Work request ->
Copy the data that follows exactly, and include none of its images.

Records shown ->
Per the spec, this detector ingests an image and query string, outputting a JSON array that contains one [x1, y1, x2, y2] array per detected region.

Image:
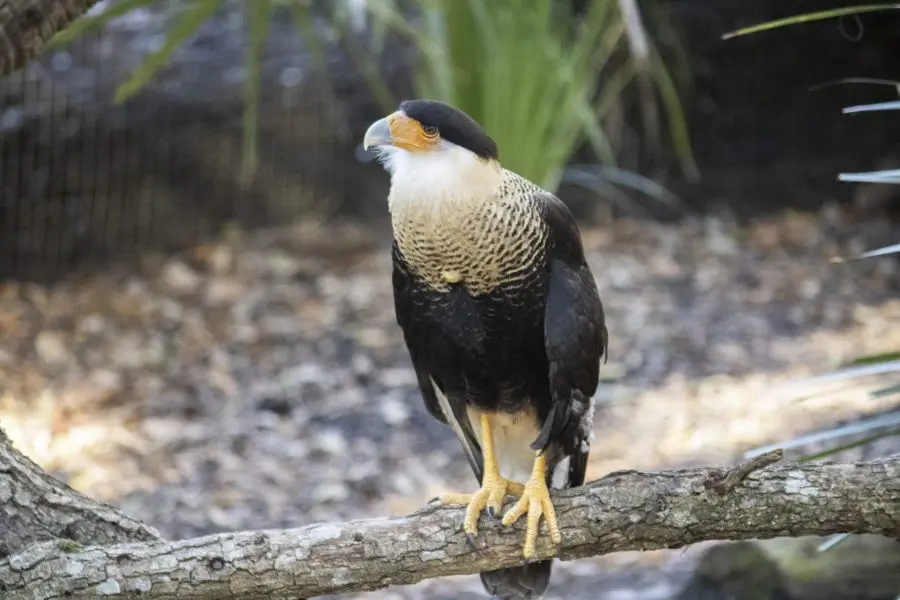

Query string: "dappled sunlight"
[[585, 360, 900, 482], [0, 402, 152, 500]]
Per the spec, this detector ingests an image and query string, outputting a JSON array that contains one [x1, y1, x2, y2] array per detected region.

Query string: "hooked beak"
[[363, 116, 394, 150]]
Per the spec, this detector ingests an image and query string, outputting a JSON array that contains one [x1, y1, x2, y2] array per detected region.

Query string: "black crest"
[[399, 99, 498, 160]]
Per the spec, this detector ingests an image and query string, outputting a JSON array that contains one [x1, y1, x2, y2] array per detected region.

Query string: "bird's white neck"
[[378, 145, 504, 216]]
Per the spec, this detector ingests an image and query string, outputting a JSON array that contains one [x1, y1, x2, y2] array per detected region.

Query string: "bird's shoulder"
[[498, 169, 607, 379], [499, 170, 587, 267]]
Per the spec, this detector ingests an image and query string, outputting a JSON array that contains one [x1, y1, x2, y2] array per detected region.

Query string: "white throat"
[[374, 144, 503, 214]]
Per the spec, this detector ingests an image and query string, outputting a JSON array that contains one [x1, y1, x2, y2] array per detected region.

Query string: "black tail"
[[479, 560, 553, 600]]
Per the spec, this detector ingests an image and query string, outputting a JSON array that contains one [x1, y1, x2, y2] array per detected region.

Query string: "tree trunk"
[[0, 0, 100, 76], [0, 428, 159, 558]]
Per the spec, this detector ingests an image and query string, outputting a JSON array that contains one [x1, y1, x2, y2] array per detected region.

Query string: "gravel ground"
[[2, 206, 900, 599]]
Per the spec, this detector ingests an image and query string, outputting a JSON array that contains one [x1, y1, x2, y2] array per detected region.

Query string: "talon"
[[442, 476, 516, 544], [501, 452, 561, 559], [487, 488, 507, 519], [442, 413, 523, 547], [466, 532, 478, 550]]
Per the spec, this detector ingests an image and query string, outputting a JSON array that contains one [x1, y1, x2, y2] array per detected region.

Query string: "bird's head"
[[363, 99, 501, 200]]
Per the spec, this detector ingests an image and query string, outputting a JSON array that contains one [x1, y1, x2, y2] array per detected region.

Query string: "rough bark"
[[1, 448, 898, 600], [0, 428, 160, 557], [0, 0, 99, 76]]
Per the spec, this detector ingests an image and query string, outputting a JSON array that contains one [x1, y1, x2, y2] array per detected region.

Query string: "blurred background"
[[2, 0, 900, 598]]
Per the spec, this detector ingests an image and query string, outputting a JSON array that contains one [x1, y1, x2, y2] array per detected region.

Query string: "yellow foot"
[[501, 453, 561, 559], [440, 477, 524, 545]]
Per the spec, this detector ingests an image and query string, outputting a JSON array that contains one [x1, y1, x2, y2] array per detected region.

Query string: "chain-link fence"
[[3, 0, 900, 282], [0, 2, 406, 282]]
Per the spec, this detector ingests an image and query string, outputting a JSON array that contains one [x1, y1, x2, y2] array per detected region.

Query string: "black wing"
[[391, 242, 485, 481], [531, 192, 608, 487]]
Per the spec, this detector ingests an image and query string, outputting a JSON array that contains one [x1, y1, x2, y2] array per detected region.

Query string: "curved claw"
[[466, 532, 478, 550], [501, 454, 561, 559], [439, 475, 522, 548]]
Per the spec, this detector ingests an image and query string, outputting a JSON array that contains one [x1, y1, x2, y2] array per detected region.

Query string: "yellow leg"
[[439, 413, 524, 544], [500, 451, 561, 559]]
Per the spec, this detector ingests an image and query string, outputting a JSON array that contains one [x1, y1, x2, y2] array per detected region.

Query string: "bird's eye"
[[423, 125, 439, 137]]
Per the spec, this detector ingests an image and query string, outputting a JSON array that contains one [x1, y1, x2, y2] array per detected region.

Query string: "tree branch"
[[0, 428, 160, 557], [0, 0, 100, 77], [3, 450, 898, 600]]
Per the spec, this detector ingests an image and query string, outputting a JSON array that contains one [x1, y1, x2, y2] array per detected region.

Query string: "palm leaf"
[[744, 410, 900, 459], [45, 0, 162, 50], [721, 4, 900, 40], [848, 351, 900, 367], [832, 242, 900, 262], [838, 170, 900, 184], [723, 3, 900, 558], [113, 0, 225, 104], [844, 100, 900, 114], [797, 426, 900, 462], [870, 383, 900, 398], [239, 0, 274, 187], [288, 0, 339, 109], [361, 0, 694, 197], [788, 360, 900, 387]]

Expected answer ->
Per the spec, this detector ingests an image and query string, outputting a JSON array that contains one [x1, y1, x2, y2] array per detected region.

Image:

Query string: "dappled sunlight"
[[585, 360, 900, 482], [0, 402, 152, 500]]
Per the spec, this detector ingests an image and query string, outputting a JSON array that contains one [x1, y1, x2, y2] array per detected region.

Query string: "hooked beak"
[[363, 116, 394, 150]]
Per the spec, this detector ingests an image and query string, outputting a JSON array that contains one [x1, y1, x2, y2] array per detected region.

Query string: "black crest"
[[399, 99, 498, 160]]
Per the spec, this detector ingests an image and query string, outputting a JSON array that contains one [x1, y1, x2, y2] array per detected region.

Query string: "bird's white neck"
[[378, 145, 504, 216]]
Per the spec, this detector ingests an image and query string, outputting a JSON array that contains one [x1, y1, x2, y2] array per detected region.

Query string: "bird's shoulder"
[[498, 169, 607, 379], [499, 170, 587, 267]]
Per the spec, this detector ingests an image and query string, outputting a JSON array that contains one [x1, y1, x2, y2] array per detected region.

Query string: "white throat"
[[374, 144, 503, 214]]
Per the spec, this detector ingests an image and query string, outputting a JSON array that contains one [x1, y1, x2, y2] array per detected region.

Query string: "black tail"
[[479, 560, 553, 600]]
Per the spec, this detector ingests an image and query string, outputting a JSON array that contains one [x1, y1, x2, y2] array per detected region.

Query string: "tree trunk"
[[0, 0, 100, 76], [0, 428, 159, 558]]
Per the spec, this detector ingests an image and query string, outputting a JSON array that contains one [x1, y1, x2, y2] array per detected region.

Query string: "gravel ground"
[[2, 206, 900, 599]]
Per the spec, this detector ingests an image and query string, outputting a JSON array that contains one [x1, y1, x2, y2] array per detected region.

Query string: "talon"
[[442, 476, 516, 544], [501, 452, 561, 559], [487, 488, 507, 519], [442, 413, 523, 547], [466, 532, 478, 550]]
Per the spec, this detector ingests an image and query string, outputting a JSON array that contains one [x1, y1, x2, y2] array per detected region.

Query string: "bird's head"
[[363, 99, 501, 200]]
Per the spec, this detector ingests an image and query string, outputting a JSON array that contains one [x1, y1, x2, y2] array per detected region.

Query string: "rough bark"
[[1, 448, 898, 600], [0, 428, 160, 557], [0, 0, 99, 76]]
Per the spec, this detector ingests an image and query string, outputting a JSON array that contains one [x1, y1, x2, y2] array per detected region.

Query string: "blurred background"
[[2, 0, 900, 598]]
Per the spec, this detector ingests an image and query string, outputting a JSON array that contains one [x1, y1, x2, y2] array per detected region.

Query string: "yellow foot"
[[501, 453, 561, 559], [440, 477, 524, 545]]
Per the spec, this detector ingests an image and query string, outputting a JSON array that contains one [x1, y1, x2, y2] array per detected region.

Query string: "chain-link fence"
[[3, 0, 900, 282], [0, 2, 406, 282]]
Per the spec, this detector ingests an image and query string, outputting a JSON array that contains one [x1, y1, x2, y2] array per detected region.

Query string: "black wing"
[[391, 242, 485, 481], [531, 192, 608, 487]]
Per the spec, this detector ingests an image and query string, outputting a JSON array that contains one [x1, y1, x2, y2] array per detected region.

Query string: "curved claw"
[[466, 532, 478, 550], [501, 454, 561, 559], [439, 475, 522, 548]]
Per the spec, this detector ingests an image and query string, outputting a JSON array that contains one [x1, y1, x2, y2] array per detected region.

Query string: "yellow leg"
[[439, 413, 524, 544], [500, 451, 561, 559]]
Per the spec, this detector ingests an image and query string, outputting a JSON array that contains one [x1, y1, x2, y2] array per detected region.

Query string: "bird's eye"
[[423, 125, 439, 137]]
Per the spec, this detector ingests an image and query string, outputting a JSON array that contains one [x1, y1, x2, y2] array per detected region.

Query string: "tree branch"
[[0, 428, 160, 557], [0, 0, 100, 77], [3, 450, 898, 600]]
Per the spec, this detector ingests an image and query string, outputting a JSON array that contains one [x1, y1, x2, y2] array per detected region.

Query string: "palm leaf"
[[744, 410, 900, 459], [45, 0, 162, 50], [721, 4, 900, 40], [848, 351, 900, 367], [832, 242, 900, 262], [838, 170, 900, 184], [723, 3, 900, 558], [113, 0, 225, 104], [844, 100, 900, 114], [797, 426, 900, 462], [870, 383, 900, 398], [239, 0, 274, 187], [288, 0, 339, 109], [361, 0, 694, 197], [788, 360, 900, 387]]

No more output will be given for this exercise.